(Assignment) Line by line, output the data that follows exactly as written.
Data for this exercise: Begin
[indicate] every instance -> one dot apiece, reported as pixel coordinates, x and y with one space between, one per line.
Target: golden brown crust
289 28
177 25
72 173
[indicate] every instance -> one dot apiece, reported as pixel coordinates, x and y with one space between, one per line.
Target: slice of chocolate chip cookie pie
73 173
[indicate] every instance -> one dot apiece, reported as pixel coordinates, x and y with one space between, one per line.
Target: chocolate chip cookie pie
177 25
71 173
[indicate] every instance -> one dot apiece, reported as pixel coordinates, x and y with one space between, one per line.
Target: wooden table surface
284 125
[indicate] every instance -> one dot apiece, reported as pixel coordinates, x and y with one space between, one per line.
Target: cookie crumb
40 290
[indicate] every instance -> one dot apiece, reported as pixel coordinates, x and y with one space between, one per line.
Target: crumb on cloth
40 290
Data for this exercise: End
(Exercise answer)
[indicate] every instance -> one dot apiece, reported as pixel coordinates, x and y with one space between, one per line.
Target: golden brown crust
289 28
177 25
72 173
[indicate] every instance -> one dot apiece, reported as pixel coordinates, x and y with one space between, one per line.
Target: slice of chocolate chip cookie pie
73 173
[indicate] every instance -> one dot apiece, reported as pixel coordinates, x and y with one space between, one per line.
Target: chocolate chip cookie pie
177 25
71 173
[indicate] every instance -> one dot apiece, reported as pixel coordinates, x and y with one space between, one per line.
Target: wooden table surface
284 125
[indicate] every instance -> one dot apiece, reported as pixel coordinates, x and y with one space between, one per line.
Target: cookie crumb
40 290
[indicate] every instance -> one dot apiece, reported as pixel coordinates, x and y with one space between, one per line.
Target: crumb on cloth
40 290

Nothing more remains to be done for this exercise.